Where the line with "Keypoints: one point per instance, placed on the truck side" appears below, start writing out lines exactly, and finish with the line with "Category: thin twig", which is included; write out nothing else.

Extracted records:
--*--
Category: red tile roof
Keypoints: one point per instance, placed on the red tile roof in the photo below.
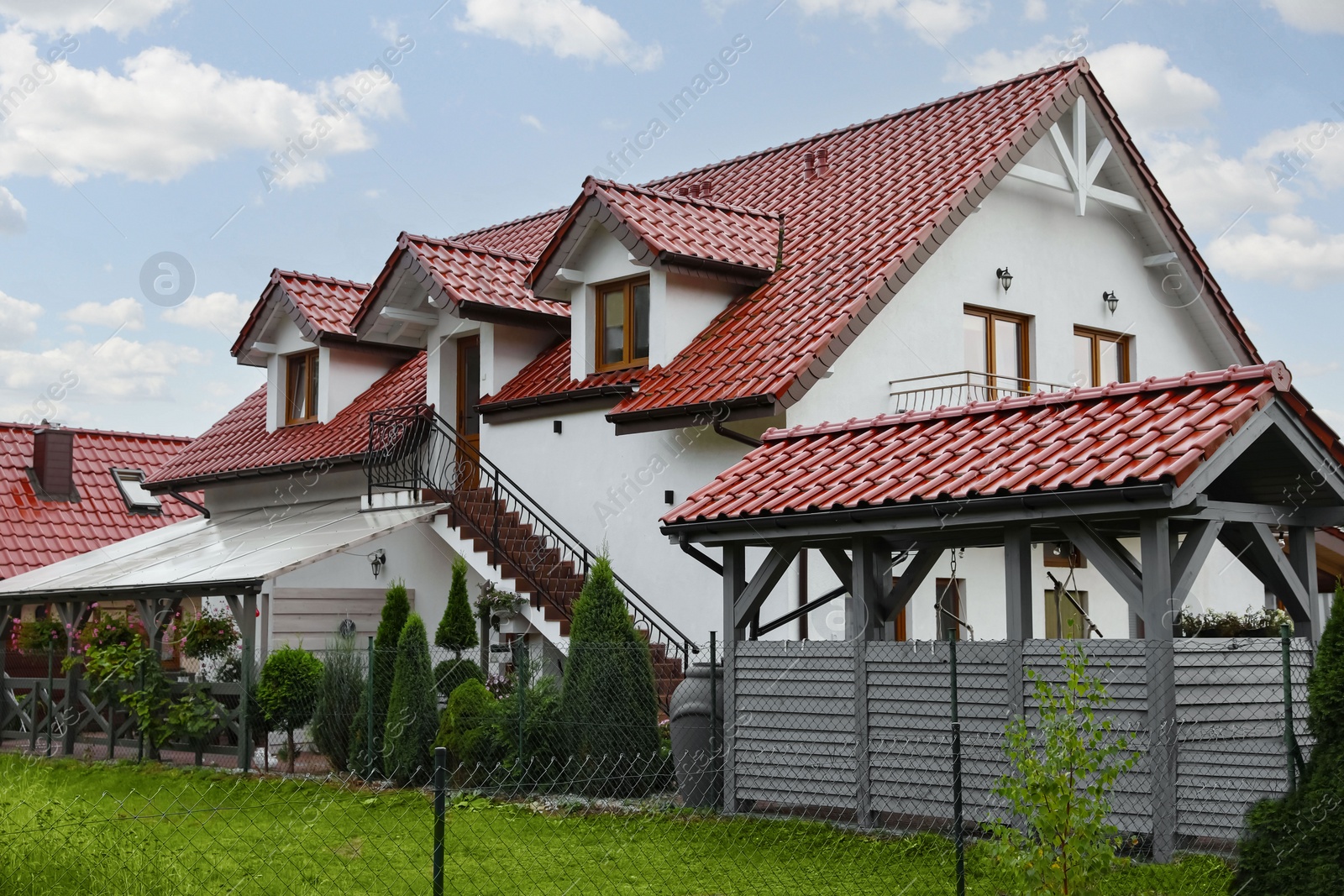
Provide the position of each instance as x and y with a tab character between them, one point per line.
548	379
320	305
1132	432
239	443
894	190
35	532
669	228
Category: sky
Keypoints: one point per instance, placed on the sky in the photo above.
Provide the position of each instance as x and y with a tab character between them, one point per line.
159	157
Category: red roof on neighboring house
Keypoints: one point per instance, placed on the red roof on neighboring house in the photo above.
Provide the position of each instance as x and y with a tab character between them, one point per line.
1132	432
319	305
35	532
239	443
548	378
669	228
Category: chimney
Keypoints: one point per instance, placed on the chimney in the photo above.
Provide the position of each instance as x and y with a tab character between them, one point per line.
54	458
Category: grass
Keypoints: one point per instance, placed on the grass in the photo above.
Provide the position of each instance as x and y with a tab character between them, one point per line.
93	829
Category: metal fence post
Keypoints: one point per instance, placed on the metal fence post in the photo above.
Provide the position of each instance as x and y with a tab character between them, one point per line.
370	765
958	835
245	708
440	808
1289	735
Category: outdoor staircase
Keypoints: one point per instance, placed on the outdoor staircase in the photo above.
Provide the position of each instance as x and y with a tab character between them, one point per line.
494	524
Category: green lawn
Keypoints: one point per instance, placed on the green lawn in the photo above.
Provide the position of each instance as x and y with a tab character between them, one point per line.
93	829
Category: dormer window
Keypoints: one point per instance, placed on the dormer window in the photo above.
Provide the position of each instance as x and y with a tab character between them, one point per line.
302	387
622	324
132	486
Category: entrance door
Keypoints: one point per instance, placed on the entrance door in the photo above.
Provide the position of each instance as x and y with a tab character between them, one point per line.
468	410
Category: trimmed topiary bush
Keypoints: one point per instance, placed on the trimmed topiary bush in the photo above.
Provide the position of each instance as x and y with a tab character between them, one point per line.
--*--
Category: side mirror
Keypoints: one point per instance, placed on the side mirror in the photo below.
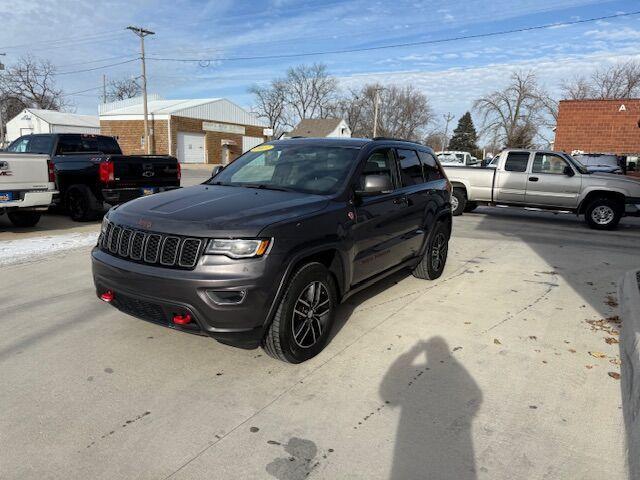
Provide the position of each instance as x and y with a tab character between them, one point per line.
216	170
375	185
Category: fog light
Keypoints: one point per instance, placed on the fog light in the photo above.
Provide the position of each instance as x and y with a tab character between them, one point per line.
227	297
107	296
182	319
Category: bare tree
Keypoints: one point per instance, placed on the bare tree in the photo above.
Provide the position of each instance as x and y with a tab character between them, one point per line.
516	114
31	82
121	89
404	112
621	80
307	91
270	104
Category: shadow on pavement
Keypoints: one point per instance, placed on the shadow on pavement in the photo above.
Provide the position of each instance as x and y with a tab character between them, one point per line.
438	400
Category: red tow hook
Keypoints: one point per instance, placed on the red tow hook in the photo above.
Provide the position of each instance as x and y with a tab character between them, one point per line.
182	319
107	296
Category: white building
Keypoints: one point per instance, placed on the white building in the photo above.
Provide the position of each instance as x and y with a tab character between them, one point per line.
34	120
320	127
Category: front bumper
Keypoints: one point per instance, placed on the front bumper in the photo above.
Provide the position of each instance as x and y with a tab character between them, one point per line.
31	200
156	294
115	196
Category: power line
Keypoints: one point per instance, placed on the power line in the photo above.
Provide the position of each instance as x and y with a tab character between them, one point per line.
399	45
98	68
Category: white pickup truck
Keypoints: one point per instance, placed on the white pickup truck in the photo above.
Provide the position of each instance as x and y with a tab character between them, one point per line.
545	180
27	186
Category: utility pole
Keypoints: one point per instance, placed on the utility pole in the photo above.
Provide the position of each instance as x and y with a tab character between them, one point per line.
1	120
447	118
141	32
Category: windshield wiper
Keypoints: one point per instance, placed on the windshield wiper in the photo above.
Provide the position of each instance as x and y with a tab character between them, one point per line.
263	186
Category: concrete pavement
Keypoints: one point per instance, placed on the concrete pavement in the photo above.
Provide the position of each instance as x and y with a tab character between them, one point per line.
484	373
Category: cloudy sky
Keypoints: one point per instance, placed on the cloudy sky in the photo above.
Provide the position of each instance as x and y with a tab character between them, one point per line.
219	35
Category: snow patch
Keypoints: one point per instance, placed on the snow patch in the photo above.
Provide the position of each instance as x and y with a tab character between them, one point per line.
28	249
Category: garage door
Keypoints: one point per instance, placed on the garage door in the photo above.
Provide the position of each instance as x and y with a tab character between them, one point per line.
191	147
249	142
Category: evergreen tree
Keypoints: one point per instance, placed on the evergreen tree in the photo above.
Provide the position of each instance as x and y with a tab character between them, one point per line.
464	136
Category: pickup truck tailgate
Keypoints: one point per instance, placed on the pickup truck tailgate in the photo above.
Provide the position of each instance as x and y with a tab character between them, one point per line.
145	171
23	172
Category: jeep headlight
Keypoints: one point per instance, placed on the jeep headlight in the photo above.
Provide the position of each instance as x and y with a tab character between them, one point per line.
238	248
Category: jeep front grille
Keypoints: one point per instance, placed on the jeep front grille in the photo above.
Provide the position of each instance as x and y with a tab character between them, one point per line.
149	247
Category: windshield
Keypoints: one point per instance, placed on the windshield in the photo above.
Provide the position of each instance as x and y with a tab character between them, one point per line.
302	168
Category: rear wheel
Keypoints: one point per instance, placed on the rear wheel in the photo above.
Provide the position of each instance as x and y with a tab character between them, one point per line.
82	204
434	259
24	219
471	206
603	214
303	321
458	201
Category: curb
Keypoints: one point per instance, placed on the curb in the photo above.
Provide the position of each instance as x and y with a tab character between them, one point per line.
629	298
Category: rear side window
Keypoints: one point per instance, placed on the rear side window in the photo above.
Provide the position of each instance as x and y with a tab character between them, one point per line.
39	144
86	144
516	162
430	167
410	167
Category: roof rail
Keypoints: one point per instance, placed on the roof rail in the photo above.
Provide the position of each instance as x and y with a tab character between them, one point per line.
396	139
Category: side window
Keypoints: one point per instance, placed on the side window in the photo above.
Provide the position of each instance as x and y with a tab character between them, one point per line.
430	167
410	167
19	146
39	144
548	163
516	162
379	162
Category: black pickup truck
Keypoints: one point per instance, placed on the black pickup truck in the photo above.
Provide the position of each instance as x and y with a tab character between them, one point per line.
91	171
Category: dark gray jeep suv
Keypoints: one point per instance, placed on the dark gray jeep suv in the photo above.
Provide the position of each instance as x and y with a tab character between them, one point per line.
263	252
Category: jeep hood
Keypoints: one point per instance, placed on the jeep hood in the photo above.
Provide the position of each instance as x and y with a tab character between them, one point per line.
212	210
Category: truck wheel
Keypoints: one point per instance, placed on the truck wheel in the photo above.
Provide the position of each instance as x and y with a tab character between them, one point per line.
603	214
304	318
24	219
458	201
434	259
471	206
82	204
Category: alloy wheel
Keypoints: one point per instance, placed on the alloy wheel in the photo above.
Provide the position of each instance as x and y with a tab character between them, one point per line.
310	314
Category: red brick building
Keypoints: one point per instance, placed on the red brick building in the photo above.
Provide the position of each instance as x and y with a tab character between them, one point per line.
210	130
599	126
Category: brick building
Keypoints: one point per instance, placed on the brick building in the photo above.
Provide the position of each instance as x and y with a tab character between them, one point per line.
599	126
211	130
--*--
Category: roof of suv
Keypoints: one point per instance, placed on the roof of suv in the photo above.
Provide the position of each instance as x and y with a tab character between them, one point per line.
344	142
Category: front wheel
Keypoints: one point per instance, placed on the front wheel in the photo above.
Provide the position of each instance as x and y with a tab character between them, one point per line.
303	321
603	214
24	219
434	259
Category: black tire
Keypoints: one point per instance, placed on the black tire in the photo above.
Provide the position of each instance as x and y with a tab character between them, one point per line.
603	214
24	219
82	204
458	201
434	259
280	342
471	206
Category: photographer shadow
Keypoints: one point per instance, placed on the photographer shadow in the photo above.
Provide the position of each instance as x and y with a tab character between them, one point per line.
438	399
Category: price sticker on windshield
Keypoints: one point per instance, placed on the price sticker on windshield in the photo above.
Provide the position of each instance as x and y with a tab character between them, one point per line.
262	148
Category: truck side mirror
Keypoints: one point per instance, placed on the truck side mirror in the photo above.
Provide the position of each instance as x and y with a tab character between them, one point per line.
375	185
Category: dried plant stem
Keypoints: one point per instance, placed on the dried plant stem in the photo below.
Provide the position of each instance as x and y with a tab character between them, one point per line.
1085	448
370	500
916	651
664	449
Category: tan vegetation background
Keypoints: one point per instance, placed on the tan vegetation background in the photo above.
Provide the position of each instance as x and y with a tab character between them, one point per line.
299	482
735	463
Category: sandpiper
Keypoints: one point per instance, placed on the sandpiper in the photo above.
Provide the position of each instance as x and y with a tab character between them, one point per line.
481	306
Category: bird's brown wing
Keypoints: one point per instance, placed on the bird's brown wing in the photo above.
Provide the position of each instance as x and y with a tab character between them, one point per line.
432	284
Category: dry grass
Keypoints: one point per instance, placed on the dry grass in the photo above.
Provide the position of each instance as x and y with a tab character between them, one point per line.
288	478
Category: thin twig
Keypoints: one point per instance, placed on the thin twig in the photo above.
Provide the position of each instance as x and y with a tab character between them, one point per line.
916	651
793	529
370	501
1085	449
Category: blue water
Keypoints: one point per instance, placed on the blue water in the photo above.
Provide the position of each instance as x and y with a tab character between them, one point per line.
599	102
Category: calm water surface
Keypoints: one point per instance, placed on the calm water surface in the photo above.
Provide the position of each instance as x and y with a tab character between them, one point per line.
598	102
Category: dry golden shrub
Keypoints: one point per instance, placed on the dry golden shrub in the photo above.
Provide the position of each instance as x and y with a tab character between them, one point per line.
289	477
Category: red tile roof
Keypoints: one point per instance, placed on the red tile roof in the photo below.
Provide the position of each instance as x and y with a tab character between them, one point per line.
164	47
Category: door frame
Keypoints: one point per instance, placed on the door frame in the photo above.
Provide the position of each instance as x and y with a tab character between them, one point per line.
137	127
--*--
RESULT BELOW:
Keypoints: one point per instance, placed on the truck side mirror in the photo above.
Provide the position of each instance as x and y with a tab character between them, one point per line.
375	185
Category: dried plant stem
Keypoints: one point per instance, placed on the dried plant stem in the photo below.
Provide the position of each instance as x and y with a tab character between them, one point per line.
1085	448
370	500
916	651
664	449
Category: tan vegetation background
Keypoints: one point per instance, placed on the tan vegetation background in the photo above.
Provide the position of each instance as x and y with a tab character between them, one point per line.
299	482
735	463
Category: sandpiper
Keypoints: one point per instance, placed on the sandpiper in the photo above.
Provide the position of each instance as x and y with a tab character between them, one point per line.
481	306
Category: bird's brown wing
Keypoints: one point per instance, placed on the bird's brown wing in the photo above.
Provide the position of each instance as x and y with a tab character between them, one point per line.
432	284
Category: dry grass
Keypoints: one point per instance, placed on the dry grass in the photo above.
Provide the position of each instance as x and y with a tab character between them, one point per line.
288	478
Category: thin twig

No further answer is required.